In the Limitation Act excerpt, rewrite the part that opens with "(6) Part I of" and closes with "is not relevant.", updating it so that "terminated" stands in place of "extinguished".

### Excerpted passage
☆ ☆ ☆ ☆ ☆ ☆ ☆

23. Section 15 of the Limitation Act 1980 provides as follows:
“15(1) No action shall be brought by any person to recover any land after the expiration of 12 years from the date on which the right of action accrued to him or, if it first accrued to some person through whom he claims, to that person.”
(6) Part I of Schedule 1 to this Act contains provisions for determining the date of accrual of rights of action to recover land in the cases there mentioned.”
24. Section 17 of that Act provides
“Subject to—
(a) section 18 of this Act; .
at the expiration of the period prescribed by this Act for any person to bring an action to recover land (including a redemption action) the title of that person to the land shall be extinguished”.
Section 18 deals with settled land and land held on trust and is not relevant.
25. Schedule 1, paragraph 1, provides as follows:
“Where the person bringing an action to recover land, or some person through whom he claims, has been in possession in the land, and has while entitled to the land been dispossessed or discontinued his possession, the right of action, shall be treated as having accrued on the date of the dispossession or discontinuance.”

☆ ☆ ☆ ☆ ☆ ☆ ☆

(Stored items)
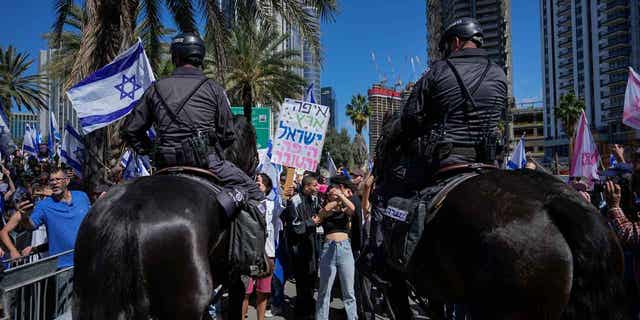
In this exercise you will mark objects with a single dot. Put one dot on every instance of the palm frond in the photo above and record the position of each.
(216, 35)
(183, 14)
(151, 29)
(27, 92)
(63, 9)
(327, 9)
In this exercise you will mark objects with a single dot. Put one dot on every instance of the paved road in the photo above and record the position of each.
(337, 307)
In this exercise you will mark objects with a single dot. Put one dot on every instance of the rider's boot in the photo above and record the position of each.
(247, 232)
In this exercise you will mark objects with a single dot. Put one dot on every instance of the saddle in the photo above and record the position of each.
(247, 230)
(405, 219)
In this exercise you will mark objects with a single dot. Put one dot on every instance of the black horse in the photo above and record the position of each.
(512, 245)
(156, 247)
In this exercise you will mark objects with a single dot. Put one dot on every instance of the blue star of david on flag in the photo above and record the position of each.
(122, 89)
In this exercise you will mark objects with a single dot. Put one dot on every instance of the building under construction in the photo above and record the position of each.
(493, 15)
(382, 101)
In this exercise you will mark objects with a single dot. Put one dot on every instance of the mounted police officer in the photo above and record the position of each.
(459, 102)
(194, 125)
(453, 112)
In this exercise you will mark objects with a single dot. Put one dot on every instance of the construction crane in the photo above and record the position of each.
(382, 78)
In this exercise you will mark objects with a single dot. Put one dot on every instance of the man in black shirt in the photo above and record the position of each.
(302, 241)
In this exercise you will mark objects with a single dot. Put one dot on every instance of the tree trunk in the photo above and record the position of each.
(108, 28)
(570, 152)
(247, 101)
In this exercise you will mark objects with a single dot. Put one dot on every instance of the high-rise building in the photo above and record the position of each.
(311, 68)
(18, 122)
(57, 101)
(527, 122)
(493, 15)
(587, 48)
(328, 98)
(382, 101)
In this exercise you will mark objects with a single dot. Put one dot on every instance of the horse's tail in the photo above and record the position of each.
(108, 272)
(597, 290)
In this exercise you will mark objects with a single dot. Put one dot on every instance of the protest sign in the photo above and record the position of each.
(300, 134)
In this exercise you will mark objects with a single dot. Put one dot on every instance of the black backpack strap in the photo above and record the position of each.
(468, 96)
(463, 87)
(175, 116)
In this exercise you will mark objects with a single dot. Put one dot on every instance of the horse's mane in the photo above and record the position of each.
(399, 162)
(243, 152)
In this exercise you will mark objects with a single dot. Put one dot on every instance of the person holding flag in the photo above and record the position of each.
(584, 161)
(519, 158)
(54, 137)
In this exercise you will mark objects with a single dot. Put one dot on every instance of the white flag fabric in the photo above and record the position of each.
(584, 161)
(73, 150)
(54, 136)
(29, 144)
(7, 145)
(111, 92)
(519, 158)
(331, 166)
(134, 165)
(631, 114)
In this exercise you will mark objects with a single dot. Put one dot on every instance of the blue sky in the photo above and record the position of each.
(393, 30)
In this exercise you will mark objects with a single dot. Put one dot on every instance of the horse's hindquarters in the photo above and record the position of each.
(500, 254)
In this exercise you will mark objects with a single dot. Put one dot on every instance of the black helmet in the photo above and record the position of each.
(463, 28)
(189, 47)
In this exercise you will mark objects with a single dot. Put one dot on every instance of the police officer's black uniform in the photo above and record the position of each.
(456, 107)
(181, 106)
(440, 106)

☆ ☆ ☆ ☆ ☆ ☆ ☆

### The answer
(6) Part I of Schedule 1 to this Act contains provisions for determining the date of accrual of rights of action to recover land in the cases there mentioned.”
24. Section 17 of that Act provides
“Subject to—
(a) section 18 of this Act; .
at the expiration of the period prescribed by this Act for any person to bring an action to recover land (including a redemption action) the title of that person to the land shall be terminated”.
Section 18 deals with settled land and land held on trust and is not relevant.